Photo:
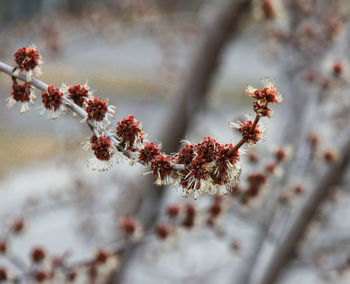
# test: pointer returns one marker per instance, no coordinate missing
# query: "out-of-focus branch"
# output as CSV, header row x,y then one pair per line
x,y
287,244
191,97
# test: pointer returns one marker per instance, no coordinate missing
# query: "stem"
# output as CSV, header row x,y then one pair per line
x,y
7,69
240,143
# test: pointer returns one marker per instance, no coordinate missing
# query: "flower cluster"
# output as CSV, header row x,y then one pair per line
x,y
148,152
207,167
52,100
251,134
263,97
98,110
23,94
104,152
130,133
77,93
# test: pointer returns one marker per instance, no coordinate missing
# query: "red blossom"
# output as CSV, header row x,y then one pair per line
x,y
162,231
102,256
78,94
215,209
96,109
101,147
260,107
149,152
190,214
26,58
250,136
52,98
186,154
130,132
161,166
173,210
37,254
280,155
21,92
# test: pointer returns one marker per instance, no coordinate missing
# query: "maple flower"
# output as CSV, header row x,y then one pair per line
x,y
104,151
269,94
28,59
161,167
78,93
52,100
37,254
23,94
227,169
208,168
130,132
149,152
251,136
99,111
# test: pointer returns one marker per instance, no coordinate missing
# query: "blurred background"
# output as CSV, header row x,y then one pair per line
x,y
181,68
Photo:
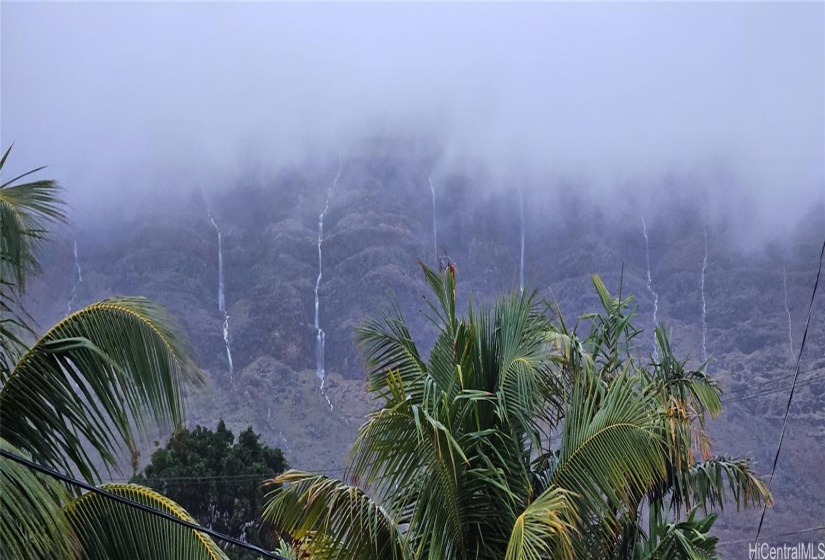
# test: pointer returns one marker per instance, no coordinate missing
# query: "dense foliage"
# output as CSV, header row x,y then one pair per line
x,y
217,480
519,437
74,398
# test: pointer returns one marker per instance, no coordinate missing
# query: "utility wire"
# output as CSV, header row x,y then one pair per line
x,y
129,503
772,386
793,386
789,533
207,478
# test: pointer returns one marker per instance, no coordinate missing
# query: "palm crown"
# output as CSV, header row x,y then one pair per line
x,y
519,438
76,397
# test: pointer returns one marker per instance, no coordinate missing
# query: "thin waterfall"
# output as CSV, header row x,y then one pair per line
x,y
435,229
320,336
78,279
788,311
521,263
221,294
704,303
650,289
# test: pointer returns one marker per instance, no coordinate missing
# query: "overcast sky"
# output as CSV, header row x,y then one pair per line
x,y
106,93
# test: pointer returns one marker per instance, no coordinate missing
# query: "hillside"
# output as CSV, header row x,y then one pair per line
x,y
379,224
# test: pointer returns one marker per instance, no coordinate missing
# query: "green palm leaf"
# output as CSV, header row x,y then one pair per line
x,y
682,540
705,484
93,377
25,211
110,530
333,520
611,449
31,523
544,529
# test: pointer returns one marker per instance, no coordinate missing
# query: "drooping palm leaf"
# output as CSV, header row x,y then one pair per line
x,y
333,520
31,523
689,539
705,485
108,530
26,209
90,378
611,449
544,529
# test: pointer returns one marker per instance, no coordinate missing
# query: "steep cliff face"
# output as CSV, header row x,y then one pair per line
x,y
379,224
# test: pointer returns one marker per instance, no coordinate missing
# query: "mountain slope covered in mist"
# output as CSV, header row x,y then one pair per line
x,y
379,224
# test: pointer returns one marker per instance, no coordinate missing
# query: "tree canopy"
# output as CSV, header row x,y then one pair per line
x,y
520,437
216,479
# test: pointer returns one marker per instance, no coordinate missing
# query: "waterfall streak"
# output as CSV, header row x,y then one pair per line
x,y
650,289
78,280
704,303
221,293
435,229
788,311
521,262
320,336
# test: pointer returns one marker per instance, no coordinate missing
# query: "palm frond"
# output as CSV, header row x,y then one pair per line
x,y
544,529
89,379
705,484
682,540
110,530
611,448
25,211
332,520
31,523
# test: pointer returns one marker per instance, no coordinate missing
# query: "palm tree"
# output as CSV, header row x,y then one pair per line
x,y
517,438
75,398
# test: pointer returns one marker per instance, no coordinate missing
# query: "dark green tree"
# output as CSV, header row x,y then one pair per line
x,y
215,479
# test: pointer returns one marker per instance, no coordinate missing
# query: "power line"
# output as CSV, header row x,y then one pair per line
x,y
789,533
772,386
793,386
207,478
129,503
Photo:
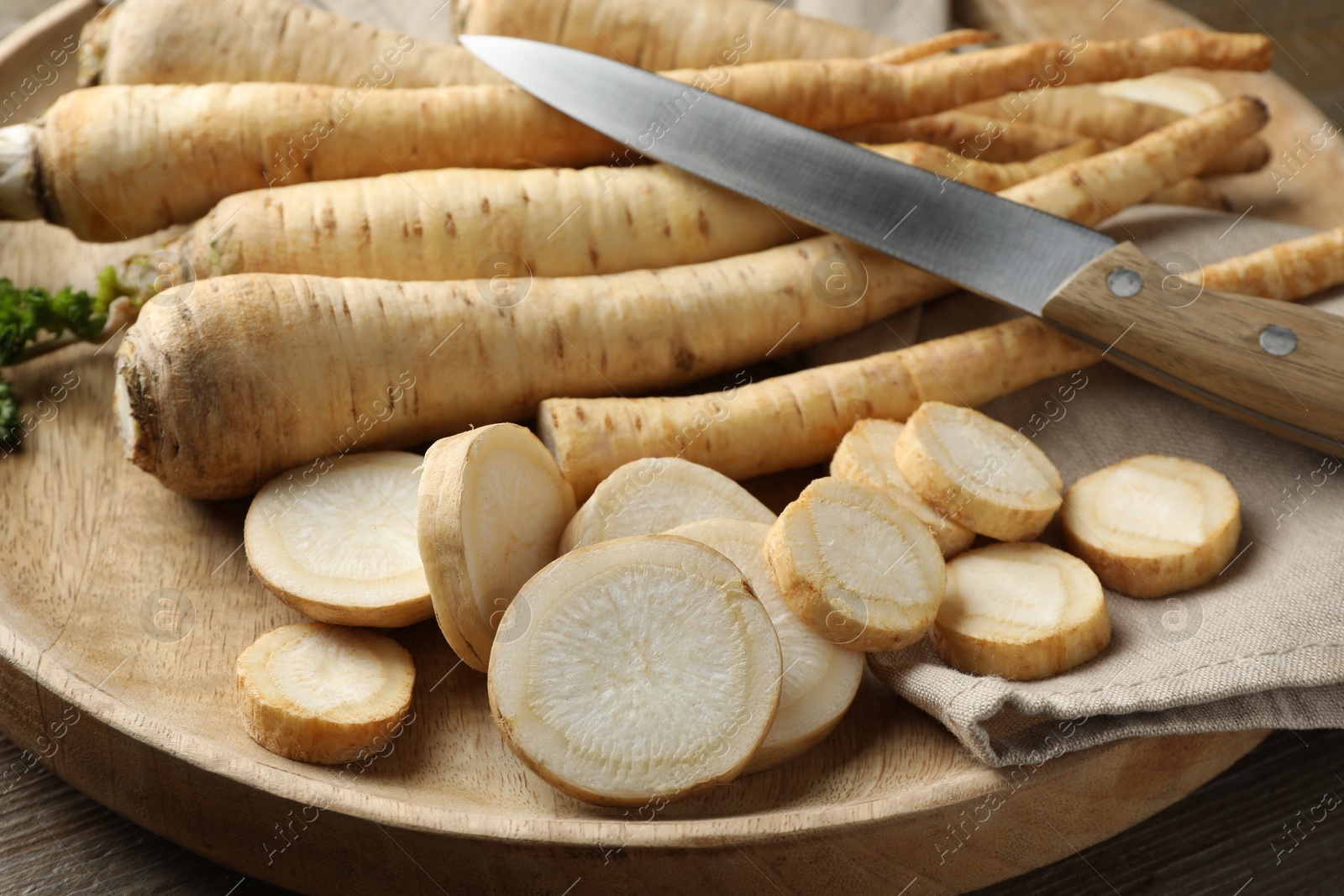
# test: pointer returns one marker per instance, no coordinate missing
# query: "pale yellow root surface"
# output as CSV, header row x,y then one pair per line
x,y
324,694
1092,190
985,476
820,680
971,134
210,40
1089,110
336,540
690,34
1021,611
867,454
655,495
492,506
806,414
120,161
857,567
1153,526
638,332
460,223
635,671
1194,194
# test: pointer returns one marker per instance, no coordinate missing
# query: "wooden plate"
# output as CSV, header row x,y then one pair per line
x,y
124,606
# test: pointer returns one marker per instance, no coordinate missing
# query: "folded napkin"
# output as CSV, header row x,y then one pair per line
x,y
1261,647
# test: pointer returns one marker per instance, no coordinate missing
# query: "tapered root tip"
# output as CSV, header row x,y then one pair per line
x,y
20,197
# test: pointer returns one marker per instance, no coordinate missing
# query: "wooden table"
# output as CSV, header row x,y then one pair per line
x,y
1225,839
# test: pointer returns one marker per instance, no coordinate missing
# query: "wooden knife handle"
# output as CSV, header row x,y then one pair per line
x,y
1273,364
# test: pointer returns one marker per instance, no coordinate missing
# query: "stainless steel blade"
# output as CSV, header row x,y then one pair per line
x,y
984,244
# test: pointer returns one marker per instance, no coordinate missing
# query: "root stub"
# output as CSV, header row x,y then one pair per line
x,y
336,540
1021,611
324,694
820,680
1153,526
860,570
492,506
635,671
981,473
654,495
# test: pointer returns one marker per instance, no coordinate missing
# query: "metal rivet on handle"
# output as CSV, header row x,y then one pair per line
x,y
1278,340
1126,281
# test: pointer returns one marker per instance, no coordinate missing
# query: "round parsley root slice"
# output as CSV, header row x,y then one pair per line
x,y
867,454
636,669
985,476
1021,611
492,506
1153,526
655,495
820,680
857,567
336,540
324,694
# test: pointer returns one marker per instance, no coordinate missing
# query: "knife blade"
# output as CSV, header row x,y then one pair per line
x,y
1276,365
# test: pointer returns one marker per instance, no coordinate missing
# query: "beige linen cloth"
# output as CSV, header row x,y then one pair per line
x,y
1261,647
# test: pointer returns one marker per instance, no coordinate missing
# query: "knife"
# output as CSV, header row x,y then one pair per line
x,y
1276,365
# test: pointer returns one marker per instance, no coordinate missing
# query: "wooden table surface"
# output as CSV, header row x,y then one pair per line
x,y
1229,839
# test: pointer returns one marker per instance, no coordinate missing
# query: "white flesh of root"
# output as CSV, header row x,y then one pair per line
x,y
336,540
820,680
655,495
1021,611
867,454
855,566
985,476
1153,526
635,671
324,694
492,506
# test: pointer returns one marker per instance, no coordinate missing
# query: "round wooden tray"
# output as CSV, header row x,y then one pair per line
x,y
124,607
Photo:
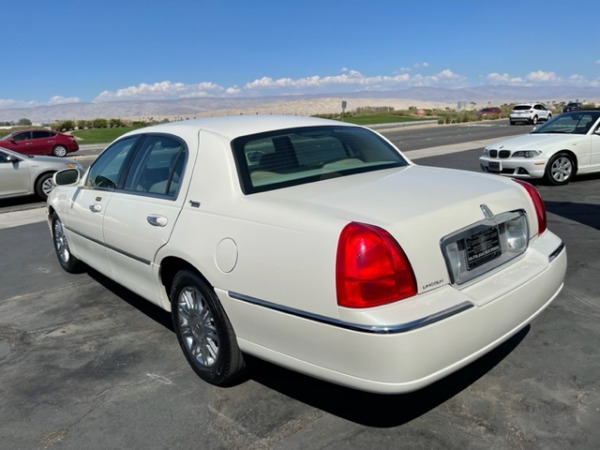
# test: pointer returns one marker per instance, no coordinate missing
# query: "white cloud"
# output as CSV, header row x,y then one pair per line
x,y
352,79
503,78
58,100
6,103
532,78
540,76
161,91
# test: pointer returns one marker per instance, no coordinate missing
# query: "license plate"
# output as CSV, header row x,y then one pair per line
x,y
494,166
482,247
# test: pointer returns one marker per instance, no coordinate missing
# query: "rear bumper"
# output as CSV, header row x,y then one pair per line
x,y
409,358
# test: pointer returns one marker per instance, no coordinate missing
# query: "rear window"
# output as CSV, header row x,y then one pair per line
x,y
296,156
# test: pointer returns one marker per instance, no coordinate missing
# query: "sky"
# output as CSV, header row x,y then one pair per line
x,y
66,51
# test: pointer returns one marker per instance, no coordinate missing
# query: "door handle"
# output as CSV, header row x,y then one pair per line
x,y
157,221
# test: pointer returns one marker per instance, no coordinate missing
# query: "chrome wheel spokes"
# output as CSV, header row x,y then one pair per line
x,y
197,326
561,169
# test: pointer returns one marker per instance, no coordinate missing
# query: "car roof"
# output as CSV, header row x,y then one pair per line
x,y
232,127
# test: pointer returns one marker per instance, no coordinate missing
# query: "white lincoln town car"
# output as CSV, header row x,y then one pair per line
x,y
313,244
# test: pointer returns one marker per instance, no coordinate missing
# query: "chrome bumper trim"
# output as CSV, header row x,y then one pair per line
x,y
374,329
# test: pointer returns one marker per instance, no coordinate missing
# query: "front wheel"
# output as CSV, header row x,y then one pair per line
x,y
44,185
61,246
560,169
59,150
203,330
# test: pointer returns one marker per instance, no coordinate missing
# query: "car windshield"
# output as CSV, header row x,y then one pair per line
x,y
570,123
291,157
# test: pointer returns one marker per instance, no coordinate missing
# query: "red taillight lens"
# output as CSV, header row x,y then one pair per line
x,y
538,203
371,268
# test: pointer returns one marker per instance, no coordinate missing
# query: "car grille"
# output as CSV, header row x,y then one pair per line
x,y
499,154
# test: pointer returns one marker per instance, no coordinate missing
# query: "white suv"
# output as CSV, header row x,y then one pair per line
x,y
530,113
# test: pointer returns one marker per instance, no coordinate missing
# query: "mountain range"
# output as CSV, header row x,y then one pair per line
x,y
420,97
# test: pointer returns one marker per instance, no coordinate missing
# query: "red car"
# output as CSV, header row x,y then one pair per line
x,y
39,142
489,111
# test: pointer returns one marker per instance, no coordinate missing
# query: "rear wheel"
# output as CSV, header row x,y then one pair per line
x,y
59,150
44,185
560,169
61,246
204,331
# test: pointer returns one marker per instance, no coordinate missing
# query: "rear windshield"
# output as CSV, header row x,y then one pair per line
x,y
296,156
570,123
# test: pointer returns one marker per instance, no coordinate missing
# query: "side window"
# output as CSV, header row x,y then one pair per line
x,y
22,136
157,166
39,134
106,171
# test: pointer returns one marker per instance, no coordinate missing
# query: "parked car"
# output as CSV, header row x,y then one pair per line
x,y
313,244
491,111
39,142
572,106
529,113
28,175
556,151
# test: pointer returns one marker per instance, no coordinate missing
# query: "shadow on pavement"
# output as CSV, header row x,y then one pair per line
x,y
376,410
360,407
584,213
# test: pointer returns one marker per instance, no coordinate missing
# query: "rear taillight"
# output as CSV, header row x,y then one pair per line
x,y
538,203
371,268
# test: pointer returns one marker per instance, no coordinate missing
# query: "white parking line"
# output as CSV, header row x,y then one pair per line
x,y
17,218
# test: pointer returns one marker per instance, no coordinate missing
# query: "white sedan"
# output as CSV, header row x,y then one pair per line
x,y
313,244
22,175
565,146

■ ■ ■ ■

WORK TO BE COMPLETED:
All lines of the records containing "palm" should be shown.

EXERCISE OUTPUT:
# query: "palm crown"
# query: "green palm leaf"
# query: "drooping palm leaf"
# query: "palm frond"
# query: "palm tree"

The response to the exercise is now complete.